* CHALLENGE: Pull out each line of the entries below that contains the string "vent". Uppercase and lowercase count as different.

* MATERIALS PROVIDED:
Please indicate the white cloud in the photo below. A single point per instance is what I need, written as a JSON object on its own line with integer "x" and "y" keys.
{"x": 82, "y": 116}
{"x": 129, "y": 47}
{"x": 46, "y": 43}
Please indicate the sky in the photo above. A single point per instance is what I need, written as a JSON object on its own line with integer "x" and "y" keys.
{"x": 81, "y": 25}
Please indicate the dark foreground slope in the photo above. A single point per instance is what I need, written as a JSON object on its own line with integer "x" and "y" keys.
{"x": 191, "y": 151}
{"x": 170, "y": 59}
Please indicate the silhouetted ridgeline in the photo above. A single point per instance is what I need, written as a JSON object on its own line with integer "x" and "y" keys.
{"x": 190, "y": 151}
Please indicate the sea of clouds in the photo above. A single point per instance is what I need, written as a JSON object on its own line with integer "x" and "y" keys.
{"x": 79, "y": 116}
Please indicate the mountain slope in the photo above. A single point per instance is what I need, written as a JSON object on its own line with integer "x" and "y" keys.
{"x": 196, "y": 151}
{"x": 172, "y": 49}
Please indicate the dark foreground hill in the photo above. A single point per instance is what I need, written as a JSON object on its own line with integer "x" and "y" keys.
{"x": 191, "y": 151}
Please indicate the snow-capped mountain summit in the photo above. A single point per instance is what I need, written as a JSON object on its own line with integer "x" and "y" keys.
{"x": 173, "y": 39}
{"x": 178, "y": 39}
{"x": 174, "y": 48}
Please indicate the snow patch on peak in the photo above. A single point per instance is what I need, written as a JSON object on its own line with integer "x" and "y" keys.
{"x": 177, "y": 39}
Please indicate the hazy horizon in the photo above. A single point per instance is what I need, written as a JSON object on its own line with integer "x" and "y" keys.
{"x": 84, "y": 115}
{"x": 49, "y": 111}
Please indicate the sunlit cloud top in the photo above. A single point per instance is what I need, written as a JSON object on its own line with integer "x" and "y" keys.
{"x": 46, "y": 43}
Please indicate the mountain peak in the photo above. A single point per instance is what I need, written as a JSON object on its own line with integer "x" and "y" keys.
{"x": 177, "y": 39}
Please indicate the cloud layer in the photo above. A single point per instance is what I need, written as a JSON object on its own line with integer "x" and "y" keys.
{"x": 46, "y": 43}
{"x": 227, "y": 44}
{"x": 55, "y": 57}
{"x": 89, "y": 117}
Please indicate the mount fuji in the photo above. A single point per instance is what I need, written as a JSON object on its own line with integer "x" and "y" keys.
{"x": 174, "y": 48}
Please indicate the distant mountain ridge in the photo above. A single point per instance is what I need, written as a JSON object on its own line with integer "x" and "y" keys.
==
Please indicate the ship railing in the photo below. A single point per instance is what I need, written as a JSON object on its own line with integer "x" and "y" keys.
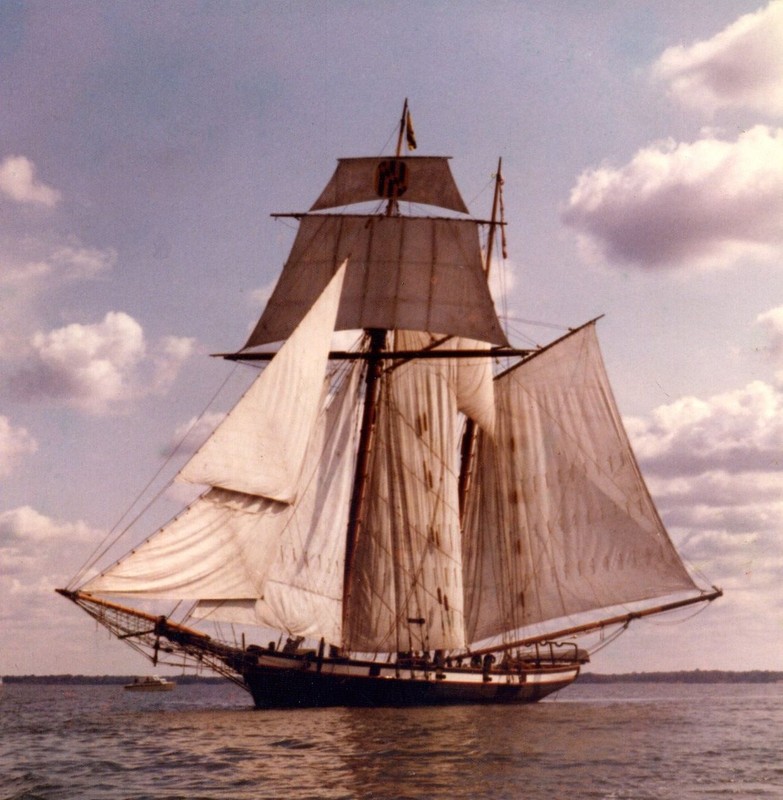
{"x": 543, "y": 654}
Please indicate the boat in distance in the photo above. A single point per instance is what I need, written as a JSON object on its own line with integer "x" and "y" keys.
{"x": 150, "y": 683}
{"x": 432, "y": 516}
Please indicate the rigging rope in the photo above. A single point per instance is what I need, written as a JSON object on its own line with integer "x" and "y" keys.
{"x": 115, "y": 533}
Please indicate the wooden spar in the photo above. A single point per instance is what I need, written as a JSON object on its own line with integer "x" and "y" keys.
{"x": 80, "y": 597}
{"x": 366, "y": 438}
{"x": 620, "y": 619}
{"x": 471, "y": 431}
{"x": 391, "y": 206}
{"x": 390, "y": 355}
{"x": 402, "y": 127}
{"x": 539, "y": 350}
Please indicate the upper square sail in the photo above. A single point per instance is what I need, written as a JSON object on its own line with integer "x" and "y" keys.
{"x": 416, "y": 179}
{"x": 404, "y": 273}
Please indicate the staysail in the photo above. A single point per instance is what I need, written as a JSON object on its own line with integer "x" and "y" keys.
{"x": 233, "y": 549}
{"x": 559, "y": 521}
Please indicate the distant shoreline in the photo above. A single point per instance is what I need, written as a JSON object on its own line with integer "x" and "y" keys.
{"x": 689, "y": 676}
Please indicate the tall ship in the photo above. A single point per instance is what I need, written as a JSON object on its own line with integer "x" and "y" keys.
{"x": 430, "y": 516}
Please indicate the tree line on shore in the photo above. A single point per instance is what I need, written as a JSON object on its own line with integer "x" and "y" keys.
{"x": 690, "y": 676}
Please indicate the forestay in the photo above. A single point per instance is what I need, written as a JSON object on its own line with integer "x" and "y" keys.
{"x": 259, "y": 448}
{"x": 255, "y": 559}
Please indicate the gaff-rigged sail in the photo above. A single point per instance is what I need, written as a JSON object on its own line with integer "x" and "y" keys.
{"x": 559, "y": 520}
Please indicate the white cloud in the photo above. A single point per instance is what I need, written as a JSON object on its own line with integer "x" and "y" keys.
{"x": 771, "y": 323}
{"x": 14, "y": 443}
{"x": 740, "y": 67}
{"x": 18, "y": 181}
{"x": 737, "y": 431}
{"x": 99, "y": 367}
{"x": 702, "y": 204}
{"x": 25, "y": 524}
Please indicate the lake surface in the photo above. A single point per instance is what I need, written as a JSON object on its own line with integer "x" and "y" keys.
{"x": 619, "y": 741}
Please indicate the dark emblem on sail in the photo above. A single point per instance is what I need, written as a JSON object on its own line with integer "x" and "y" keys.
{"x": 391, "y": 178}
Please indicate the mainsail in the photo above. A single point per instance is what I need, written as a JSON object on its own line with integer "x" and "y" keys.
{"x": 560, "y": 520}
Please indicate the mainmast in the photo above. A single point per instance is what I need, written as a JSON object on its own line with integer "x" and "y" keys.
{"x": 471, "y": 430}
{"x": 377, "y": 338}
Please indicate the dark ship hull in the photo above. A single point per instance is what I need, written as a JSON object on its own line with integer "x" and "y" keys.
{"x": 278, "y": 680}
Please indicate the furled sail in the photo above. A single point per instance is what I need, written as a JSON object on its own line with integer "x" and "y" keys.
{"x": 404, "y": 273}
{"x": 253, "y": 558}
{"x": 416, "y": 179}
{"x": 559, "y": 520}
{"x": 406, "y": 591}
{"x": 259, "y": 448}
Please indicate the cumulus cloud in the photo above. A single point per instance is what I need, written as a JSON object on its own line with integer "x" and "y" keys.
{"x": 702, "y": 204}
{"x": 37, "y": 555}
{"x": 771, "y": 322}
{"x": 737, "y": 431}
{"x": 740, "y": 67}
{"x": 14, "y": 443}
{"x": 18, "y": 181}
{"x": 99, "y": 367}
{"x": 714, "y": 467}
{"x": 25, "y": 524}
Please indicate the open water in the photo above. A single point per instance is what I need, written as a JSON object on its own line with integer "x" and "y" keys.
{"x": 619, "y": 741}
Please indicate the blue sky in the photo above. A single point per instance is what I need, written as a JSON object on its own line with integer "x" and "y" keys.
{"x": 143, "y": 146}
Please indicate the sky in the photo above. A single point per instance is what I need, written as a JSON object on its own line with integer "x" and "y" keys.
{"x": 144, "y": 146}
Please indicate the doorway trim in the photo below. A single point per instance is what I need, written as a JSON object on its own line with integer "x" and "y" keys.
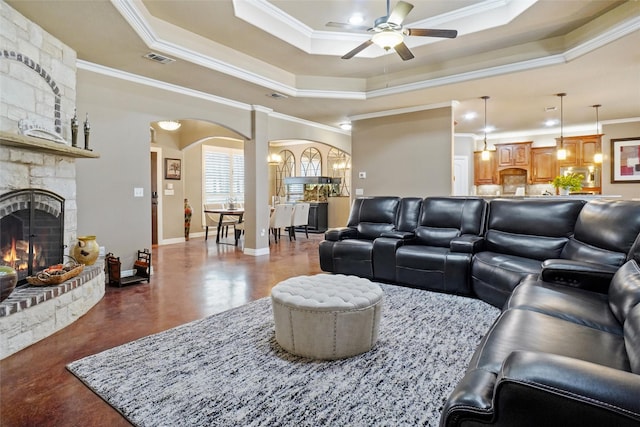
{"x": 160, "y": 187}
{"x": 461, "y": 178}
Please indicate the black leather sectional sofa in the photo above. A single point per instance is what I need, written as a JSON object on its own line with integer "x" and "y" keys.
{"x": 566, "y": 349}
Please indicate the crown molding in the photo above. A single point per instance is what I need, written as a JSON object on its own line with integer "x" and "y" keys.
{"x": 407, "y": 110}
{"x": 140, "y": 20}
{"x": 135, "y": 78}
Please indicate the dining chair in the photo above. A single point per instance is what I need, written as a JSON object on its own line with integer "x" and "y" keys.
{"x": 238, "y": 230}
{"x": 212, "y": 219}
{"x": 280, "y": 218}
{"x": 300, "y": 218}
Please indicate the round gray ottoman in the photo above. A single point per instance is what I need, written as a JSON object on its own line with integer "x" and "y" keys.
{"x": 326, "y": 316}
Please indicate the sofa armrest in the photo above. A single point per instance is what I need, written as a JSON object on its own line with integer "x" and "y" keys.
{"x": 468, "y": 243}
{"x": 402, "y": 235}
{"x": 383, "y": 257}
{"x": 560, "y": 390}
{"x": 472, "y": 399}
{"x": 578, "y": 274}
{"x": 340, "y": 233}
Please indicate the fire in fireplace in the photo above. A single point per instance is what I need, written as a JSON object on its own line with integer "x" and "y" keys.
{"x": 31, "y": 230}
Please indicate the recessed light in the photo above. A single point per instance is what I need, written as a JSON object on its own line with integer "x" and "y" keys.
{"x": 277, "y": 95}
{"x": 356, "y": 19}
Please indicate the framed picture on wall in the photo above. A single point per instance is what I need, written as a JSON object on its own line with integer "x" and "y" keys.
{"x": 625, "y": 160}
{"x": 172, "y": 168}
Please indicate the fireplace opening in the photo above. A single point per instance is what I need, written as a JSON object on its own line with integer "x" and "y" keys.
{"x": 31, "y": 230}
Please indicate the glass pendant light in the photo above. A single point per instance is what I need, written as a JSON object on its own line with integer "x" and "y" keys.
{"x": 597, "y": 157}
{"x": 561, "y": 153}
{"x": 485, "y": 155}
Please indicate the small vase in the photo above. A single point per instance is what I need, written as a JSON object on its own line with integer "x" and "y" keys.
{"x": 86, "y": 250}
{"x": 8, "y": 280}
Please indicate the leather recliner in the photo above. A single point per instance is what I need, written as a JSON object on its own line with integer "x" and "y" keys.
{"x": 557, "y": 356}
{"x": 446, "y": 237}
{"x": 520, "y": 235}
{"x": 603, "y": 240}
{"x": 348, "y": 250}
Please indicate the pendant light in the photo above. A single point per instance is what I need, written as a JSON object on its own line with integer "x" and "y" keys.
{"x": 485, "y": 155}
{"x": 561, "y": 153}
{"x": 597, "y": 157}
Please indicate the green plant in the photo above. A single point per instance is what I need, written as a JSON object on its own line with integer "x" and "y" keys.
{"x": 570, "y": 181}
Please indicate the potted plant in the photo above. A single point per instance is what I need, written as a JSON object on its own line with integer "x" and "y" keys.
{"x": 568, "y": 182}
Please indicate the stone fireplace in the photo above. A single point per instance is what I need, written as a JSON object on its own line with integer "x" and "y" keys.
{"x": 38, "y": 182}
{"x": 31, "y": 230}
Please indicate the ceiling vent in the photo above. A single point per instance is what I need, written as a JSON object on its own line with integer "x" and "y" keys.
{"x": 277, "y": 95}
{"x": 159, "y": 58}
---
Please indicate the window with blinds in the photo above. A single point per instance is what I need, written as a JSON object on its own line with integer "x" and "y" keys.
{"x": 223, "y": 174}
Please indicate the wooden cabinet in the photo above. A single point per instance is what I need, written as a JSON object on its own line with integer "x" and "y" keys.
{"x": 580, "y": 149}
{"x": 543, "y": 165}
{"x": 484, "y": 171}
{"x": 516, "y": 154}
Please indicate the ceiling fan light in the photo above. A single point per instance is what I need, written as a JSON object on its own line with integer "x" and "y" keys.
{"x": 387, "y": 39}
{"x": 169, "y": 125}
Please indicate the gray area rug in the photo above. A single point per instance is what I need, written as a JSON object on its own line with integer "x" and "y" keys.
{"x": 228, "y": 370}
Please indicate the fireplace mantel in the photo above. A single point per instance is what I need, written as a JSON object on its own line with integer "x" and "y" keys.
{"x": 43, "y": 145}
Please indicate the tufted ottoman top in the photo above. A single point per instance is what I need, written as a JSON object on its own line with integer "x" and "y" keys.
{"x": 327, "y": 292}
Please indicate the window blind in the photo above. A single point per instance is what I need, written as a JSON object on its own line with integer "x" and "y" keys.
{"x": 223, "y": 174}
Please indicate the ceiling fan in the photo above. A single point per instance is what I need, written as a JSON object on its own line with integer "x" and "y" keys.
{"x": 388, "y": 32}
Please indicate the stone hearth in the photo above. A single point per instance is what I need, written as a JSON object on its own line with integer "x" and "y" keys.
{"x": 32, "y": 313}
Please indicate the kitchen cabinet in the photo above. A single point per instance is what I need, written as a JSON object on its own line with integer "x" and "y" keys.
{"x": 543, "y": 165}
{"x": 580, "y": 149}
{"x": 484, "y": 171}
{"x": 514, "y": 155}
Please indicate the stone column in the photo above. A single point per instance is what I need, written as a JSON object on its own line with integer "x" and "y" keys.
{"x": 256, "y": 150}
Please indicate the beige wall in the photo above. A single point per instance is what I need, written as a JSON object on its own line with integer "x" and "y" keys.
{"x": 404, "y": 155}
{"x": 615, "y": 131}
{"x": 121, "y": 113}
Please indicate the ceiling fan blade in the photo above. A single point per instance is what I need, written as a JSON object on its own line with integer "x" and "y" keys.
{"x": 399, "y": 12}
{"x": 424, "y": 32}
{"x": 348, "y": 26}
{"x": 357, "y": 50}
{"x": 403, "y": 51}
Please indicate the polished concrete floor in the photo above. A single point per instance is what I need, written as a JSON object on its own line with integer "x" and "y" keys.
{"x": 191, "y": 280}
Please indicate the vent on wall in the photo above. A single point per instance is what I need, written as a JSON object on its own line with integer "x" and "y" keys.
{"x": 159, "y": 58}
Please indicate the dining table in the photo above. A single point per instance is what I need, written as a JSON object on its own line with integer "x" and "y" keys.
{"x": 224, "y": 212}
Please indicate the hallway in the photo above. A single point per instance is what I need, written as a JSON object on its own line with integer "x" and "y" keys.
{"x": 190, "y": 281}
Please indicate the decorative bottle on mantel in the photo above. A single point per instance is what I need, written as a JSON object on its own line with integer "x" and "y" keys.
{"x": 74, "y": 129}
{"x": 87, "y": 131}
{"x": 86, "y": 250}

* SOLUTION TO THIS TASK:
Please indicate the ceiling vent in the photo above. A single point per instance is what I need, written as a JSON object on its own line with integer "x" and "y" keys.
Please indicate the vent on wall in the photo above. A single point per instance is what I need, written as a JSON object on its own line with integer "x" and "y" keys.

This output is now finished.